GIVEN PASSAGE ->
..............................

Nitsuh-i have felt religous joy before, and i am aware of the spirit whenever and however it comes-what i am struggling with- is what tat spirit is defined as.

Aaron- i know your not- i go to mass every week, pray twice a day, go to reconcillation, i am not sure if that counts

anthony easton (anthony), Tuesday, 24 September 2002 23:39 (twenty-three years ago)

I agree with nabisco, and I want to add that since the "born again" process is generally based on emotion, that it may be slightly artificial. One's emotions are not totally reliable.

But if after the 'born again" process you then can go on and acquire a knowledge about what Christianity truly is then it is not a bad thing, but that may be difficult. I would say the best way to do that would be to pretty much ignore whatever the chuch tells you, and read the Bible as honestly as you can and deeply critize it to find it's real truth. Starting off into christianity may be a unstable thing especially if it is based on an emotional "birth".

A Nairn (moretap), Wednesday, 25 September 2002 01:23 (twenty-three years ago)

"i go to mass every week, pray twice a day, go to reconcillation"

I would recommend that you check to see if you are ever unwilling doing these things out of duty, and not out of a love for God. In my opinion I think it is worse to do these things out of duty than to not do them at all.


A Nairn (moretap), Wednesday, 25 September 2002 01:29 (twenty-three years ago)

Religious extacy is real; this by no means indicates that the doctrine of the church where the extacy was experienced is correct, or even worth a bean. Your exstatic experience should be the beginning, not the end, of a lot of self-examination.

Colin Meeder (Mert), Wednesday, 25 September 2002 07:31 (twenty-three years ago)

(Colin just said what I was thinking but couldn't articulate.)

Dan Perry (Dan Perry), Wednesday, 25 September 2002 10:54 (twenty-three years ago)

Yes, Dan, but at least you can spell "ecstacy" and "ecstatic".

Colin Meeder (Mert), Wednesday, 25 September 2002 12:01 (twenty-three years ago)

who is the holy spirit ?

and why would i have an ecstatic experince in a place i dismissed out of hand ?

anthony easton (anthony), Wednesday, 25 September 2002 13:23 (twenty-three years ago)

..............................

SOURCE MATERIAL ->
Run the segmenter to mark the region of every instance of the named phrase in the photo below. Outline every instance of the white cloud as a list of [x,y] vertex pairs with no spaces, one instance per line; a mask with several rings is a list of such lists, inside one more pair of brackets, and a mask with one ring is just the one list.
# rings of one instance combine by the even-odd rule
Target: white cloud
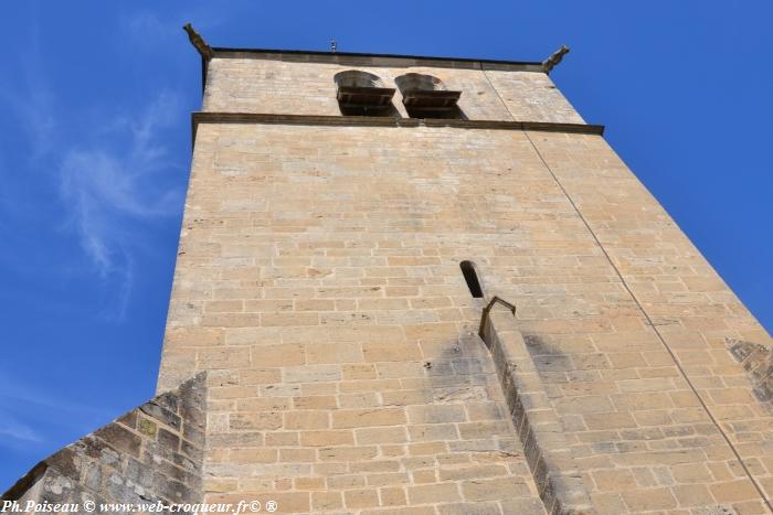
[[[121,281],[118,304],[131,291],[130,229],[135,222],[174,215],[182,203],[179,186],[162,187],[158,176],[179,165],[169,159],[159,131],[179,111],[177,97],[159,94],[136,118],[105,128],[123,146],[91,146],[68,150],[61,165],[60,193],[81,247],[99,277]],[[119,310],[123,311],[123,310]]]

..............................

PROBLEM DESCRIPTION ->
Answer these questions about the forum thread:
1. How many times a day does anthony easton report praying?
2. Whose post does Dan Perry say expressed what Dan was thinking but couldn't articulate?
3. What does A Nairn call the best way to acquire knowledge about what Christianity truly is?

FINAL ANSWER ->
1. Twice a day.
2. Colin Meeder's.
3. Largely ignore whatever the church says, read the Bible as honestly as possible, and critique it deeply to find its real truth.